2.3.1. Complexity of Boolean Networks

Complexity can be seen as a balance between change and regularity [26]. In terms of information, change means that information becomes different, while regularity means that information is preserved. In biology, a balance between the change and preservation of genetic information enables biological systems to have flexibility and stability by which biological systems robustly adapt to their environment.

We defined the change and regularity as emergence and self-organization, respectively and developed measures to quantify them. Moreover, using the two metrics, we presented a measure to evaluate complexity [67,68]. Complexity (C) is calculated from emergence (E) and self-organization (S) as follows:

$$C=4\times E\times S$$

(1)

where coefficient 4 is added to normalize the values of C to the range of [0,1] ($0\le C\le 1$). Since S can be regarded as the complement of E [67,68], Equation (1) is reformulated by the following equation:

$$C=4\times E\times \left(1-E\right)$$

(2)

In a Boolean network which consists of N nodes, E ($0\le E\le 1$) is measured as the average of emergence values for all nodes, where the emergence of each node is computed through Shannon’s information entropy:

$$E=\frac{{{\displaystyle \sum }}_{i=1}^N{E}_i}{N}=\frac{{{\displaystyle \sum }}_{i=1}^N-\left(p_0^{\left(i\right)}lo{g}_2{p}_0^{\left(i\right)}+p_1^{\left(i\right)}lo{g}_2{p}_1^{\left(i\right)}\right)}{N}$$

(3)

where $p_0^{\left(i\right)}$ ($p_1^{\left(i\right)}$) is the ratio of how many 0 s (1 s) are expressed to T state transitions for node i (i.e., $p_0^{\left(i\right)}+p_1^{\left(i\right)}=1$). Regarding T, we obtain $p_0^{\left(i\right)}$ ($p_1^{\left(i\right)}$) on state transitions not from 1 to T but from T + 1 to 2 T so that we can exclude as many transient states as possible. This enables us to get more stable values of $p_0^{\left(i\right)}$ ($p_1^{\left(i\right)}$) by focusing on states closer to or belonging to attractors (Figure S1 in Supplementary Material). Figure 3 shows an example of computing E in a Boolean network.

§ SUPPLIED MATERIAL
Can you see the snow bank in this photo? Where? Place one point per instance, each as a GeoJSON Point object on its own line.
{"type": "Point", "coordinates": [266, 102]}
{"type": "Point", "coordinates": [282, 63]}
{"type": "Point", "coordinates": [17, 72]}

§ ASSIGNMENT
Continue the text on the complexity of Boolean networks from its final sentence. The listing is not needed for the task that follows.

§ RESPONSE TO THIS EXERCISE
In Equation (2), C has the maximum value of 1 when E is 0.5 [68,69]. For example, under the condition that all the nodes of a Boolean network have the same emergence values, when $p_0$ or $p_1$ is around 0.89, average E becomes 0.5. In contrast, C has the minimum value of 0 for a node when E is 1 (constant change) or 0 (no change). Under the condition that all the nodes have the same emergence values, when $p_0$ and $p_1$ are 0.5 or when $p_0$ or $p_1$ is 1, average E of a network becomes 1 or 0, respectively. As seen in the examples, complexity is determined by how 1 and 0 s are distributed during state transitions. The distribution of 1 and 0 s at each node represents how node states are altered and kept. Thus, the complexity of Boolean networks measures a degree of the balance (E = 0.5) between change (E = 1) and regularity (E= 0) of gene expression information.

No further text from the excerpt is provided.